Your assignment – Report each line of the records below that holds the word "wall".

Saved data entries –
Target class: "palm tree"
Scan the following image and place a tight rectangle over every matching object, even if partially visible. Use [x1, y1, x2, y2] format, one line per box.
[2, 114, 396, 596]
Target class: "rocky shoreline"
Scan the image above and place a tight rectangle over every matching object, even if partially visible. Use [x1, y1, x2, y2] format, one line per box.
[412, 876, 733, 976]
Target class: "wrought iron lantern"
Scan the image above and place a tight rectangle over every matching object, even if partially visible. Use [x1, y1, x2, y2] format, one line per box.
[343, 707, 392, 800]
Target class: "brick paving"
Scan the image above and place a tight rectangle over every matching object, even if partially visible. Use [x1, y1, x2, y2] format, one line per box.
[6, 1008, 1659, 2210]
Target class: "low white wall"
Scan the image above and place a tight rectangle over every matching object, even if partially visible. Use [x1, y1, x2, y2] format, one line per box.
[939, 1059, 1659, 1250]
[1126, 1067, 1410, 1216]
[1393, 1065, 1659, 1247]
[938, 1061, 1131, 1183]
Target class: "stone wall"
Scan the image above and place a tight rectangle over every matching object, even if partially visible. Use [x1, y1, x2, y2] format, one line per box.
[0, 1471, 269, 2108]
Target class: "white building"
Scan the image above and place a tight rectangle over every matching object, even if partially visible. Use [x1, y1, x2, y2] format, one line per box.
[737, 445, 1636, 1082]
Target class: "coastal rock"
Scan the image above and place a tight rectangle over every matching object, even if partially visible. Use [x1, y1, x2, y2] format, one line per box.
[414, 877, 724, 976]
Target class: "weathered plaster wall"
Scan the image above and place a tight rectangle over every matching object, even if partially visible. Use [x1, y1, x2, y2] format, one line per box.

Task output –
Target class: "low white wall"
Target class: "stone wall"
Target class: "weathered plaster wall"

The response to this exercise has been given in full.